◆ **Stated task**
Swap "pixel coordinates" for "image coordinates" everywhere in the data below, and give all the lines again with nothing else changed. Leave the pictures out.

(Point labeling dataset excerpts)
◆ ◆ ◆ ◆

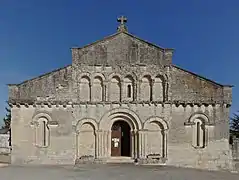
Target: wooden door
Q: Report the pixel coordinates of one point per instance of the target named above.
(116, 140)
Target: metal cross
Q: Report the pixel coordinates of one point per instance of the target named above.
(122, 20)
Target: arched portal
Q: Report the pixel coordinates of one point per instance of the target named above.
(121, 139)
(124, 118)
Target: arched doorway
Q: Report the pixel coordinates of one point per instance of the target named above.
(121, 141)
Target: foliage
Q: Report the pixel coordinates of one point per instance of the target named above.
(7, 119)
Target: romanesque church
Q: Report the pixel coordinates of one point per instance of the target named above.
(121, 100)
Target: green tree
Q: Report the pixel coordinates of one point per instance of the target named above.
(234, 126)
(7, 123)
(7, 119)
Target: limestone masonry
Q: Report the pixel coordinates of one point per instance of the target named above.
(121, 99)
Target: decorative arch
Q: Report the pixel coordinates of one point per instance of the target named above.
(159, 87)
(86, 74)
(199, 123)
(86, 137)
(157, 136)
(146, 74)
(124, 114)
(94, 75)
(42, 131)
(158, 121)
(115, 89)
(83, 121)
(115, 74)
(199, 115)
(132, 76)
(97, 89)
(146, 88)
(85, 87)
(42, 115)
(129, 88)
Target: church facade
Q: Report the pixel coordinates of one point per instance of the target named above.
(121, 99)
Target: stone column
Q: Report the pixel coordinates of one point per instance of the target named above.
(152, 90)
(105, 91)
(91, 91)
(165, 145)
(77, 145)
(132, 135)
(100, 143)
(96, 145)
(136, 144)
(139, 90)
(145, 143)
(142, 144)
(134, 91)
(122, 95)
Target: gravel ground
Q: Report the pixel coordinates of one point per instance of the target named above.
(113, 171)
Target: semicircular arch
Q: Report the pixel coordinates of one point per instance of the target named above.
(157, 120)
(116, 114)
(83, 121)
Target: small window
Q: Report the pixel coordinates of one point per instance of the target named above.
(198, 133)
(42, 133)
(129, 91)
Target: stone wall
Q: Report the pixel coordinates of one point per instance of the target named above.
(4, 144)
(73, 132)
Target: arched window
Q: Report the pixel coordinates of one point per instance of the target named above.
(146, 89)
(42, 133)
(199, 134)
(128, 88)
(129, 91)
(85, 89)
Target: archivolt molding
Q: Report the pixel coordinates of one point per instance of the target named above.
(42, 115)
(157, 120)
(82, 75)
(83, 121)
(115, 74)
(199, 115)
(146, 74)
(163, 76)
(94, 75)
(116, 114)
(131, 75)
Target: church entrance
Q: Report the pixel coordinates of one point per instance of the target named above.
(120, 139)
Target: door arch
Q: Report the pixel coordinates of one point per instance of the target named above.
(121, 139)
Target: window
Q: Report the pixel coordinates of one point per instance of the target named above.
(42, 133)
(129, 91)
(199, 134)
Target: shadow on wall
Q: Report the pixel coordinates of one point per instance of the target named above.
(234, 144)
(5, 146)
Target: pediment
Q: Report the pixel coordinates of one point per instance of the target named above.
(117, 49)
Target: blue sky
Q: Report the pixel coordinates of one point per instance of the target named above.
(36, 35)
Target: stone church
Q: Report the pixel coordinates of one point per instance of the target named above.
(121, 100)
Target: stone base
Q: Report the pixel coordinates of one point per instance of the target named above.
(151, 160)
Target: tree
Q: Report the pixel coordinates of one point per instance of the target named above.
(7, 123)
(7, 119)
(234, 126)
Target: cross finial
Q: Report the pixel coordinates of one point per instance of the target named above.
(122, 21)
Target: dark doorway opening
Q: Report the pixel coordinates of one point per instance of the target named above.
(120, 139)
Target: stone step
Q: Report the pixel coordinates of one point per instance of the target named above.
(120, 159)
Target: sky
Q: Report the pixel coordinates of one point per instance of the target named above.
(36, 35)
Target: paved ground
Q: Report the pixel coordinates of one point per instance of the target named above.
(110, 172)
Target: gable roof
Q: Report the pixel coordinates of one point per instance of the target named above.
(118, 33)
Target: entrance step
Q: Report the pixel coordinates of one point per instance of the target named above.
(120, 159)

◆ ◆ ◆ ◆

◆ **Complete answer**
Target: wooden door
Q: Report the image coordinates of one point per instance of the target named above.
(116, 140)
Target: metal cross
Q: Report the image coordinates of one point per instance of the target named above.
(122, 20)
Target: arched portal
Q: Report the image coordinates of one point per instance of the target named above.
(121, 139)
(124, 118)
Target: arched doorway
Q: Report the image coordinates of one point per instance of the target named above.
(121, 141)
Target: foliage
Q: Report the image coordinates of one point per instance of the target named above.
(7, 119)
Target: romanesque church
Q: Report the image coordinates of one point per instance of the target named above.
(121, 100)
Target: green tree
Q: Report the image coordinates of one point per instance of the target named above.
(234, 126)
(7, 123)
(7, 119)
Target: limestone masonry
Q: Report the image coordinates of one point per instance of the target named above.
(121, 99)
Target: decorative arch
Q: Report the image coordinates of one point per instance of the target named above.
(159, 87)
(86, 74)
(199, 123)
(86, 137)
(157, 136)
(146, 74)
(124, 114)
(94, 75)
(42, 131)
(158, 121)
(115, 89)
(83, 121)
(115, 74)
(199, 115)
(132, 76)
(97, 89)
(146, 88)
(85, 87)
(42, 115)
(129, 88)
Target: church facade
Q: Report the image coordinates of one point per instance of the target named above.
(121, 99)
Target: stone column
Q: Report the image coordinates of one point per instance of the target named above.
(152, 90)
(105, 91)
(91, 91)
(165, 145)
(77, 145)
(132, 135)
(100, 143)
(96, 145)
(136, 144)
(139, 90)
(145, 143)
(142, 144)
(134, 91)
(122, 95)
Target: gravel ground
Q: Report the image coordinates of one point per instance of the target named above.
(113, 171)
Target: semicircular arch
Q: Report the image coordinates of one point per instance of the target named above.
(157, 120)
(116, 114)
(83, 121)
Target: small window
Q: Report the image coordinates of one point per instance of the target named above.
(198, 133)
(42, 133)
(129, 91)
Target: stone wall
Q: Report the image coordinates of one point per instance of the target named above.
(4, 144)
(73, 132)
Target: arched window
Q: Report the image coordinates of one point per instance of the target named above.
(146, 89)
(42, 133)
(199, 134)
(128, 88)
(129, 91)
(85, 89)
Target: archivolt molding
Q: Report the image coordinates of one point per instance of the target named above.
(42, 115)
(157, 120)
(82, 75)
(83, 121)
(115, 74)
(199, 115)
(146, 74)
(163, 76)
(94, 75)
(116, 114)
(131, 75)
Target: church entrance
Q: Report the image coordinates of one point per instance of the target named above.
(120, 139)
Target: door arch
Q: Report the image coordinates of one point per instance of the target named above.
(121, 139)
Target: window
Q: Report the image coordinates of one point per instance of the target named above.
(42, 133)
(129, 91)
(199, 134)
Target: shadow on wall
Q: Report the image coordinates of one point per instance of the target named above.
(234, 144)
(5, 146)
Target: pediment
Q: Report the image coordinates of one point per instance of the target named above.
(117, 49)
Target: blue sky
Q: Report the image coordinates of one point per instance of the target named above.
(36, 35)
Target: stone church
Q: Report the image coordinates of one point per instance of the target named above.
(121, 100)
Target: stone base
Q: Report the image coordinates of one point per instance of the target named above.
(151, 160)
Target: tree
Q: Report the image coordinates of one point per instance of the target named above.
(7, 123)
(7, 119)
(234, 126)
Target: cross finial
Q: Report the image coordinates of one point per instance of the target named above.
(122, 21)
Target: dark doorway opening
Q: Report the image coordinates of one point per instance of the target named above.
(120, 139)
Target: stone step
Q: Report the image coordinates of one point per instance of the target named above.
(120, 159)
Target: sky
Q: Report the image coordinates of one point per instance of the target named above.
(36, 35)
Target: paved ground
Q: Report the image coordinates of one point per instance of the target named above.
(110, 172)
Target: gable roof
Q: Report the image coordinates of one point per instance of the target named above.
(118, 33)
Target: entrance step
Q: Report the image coordinates of one point per instance of the target named above.
(120, 159)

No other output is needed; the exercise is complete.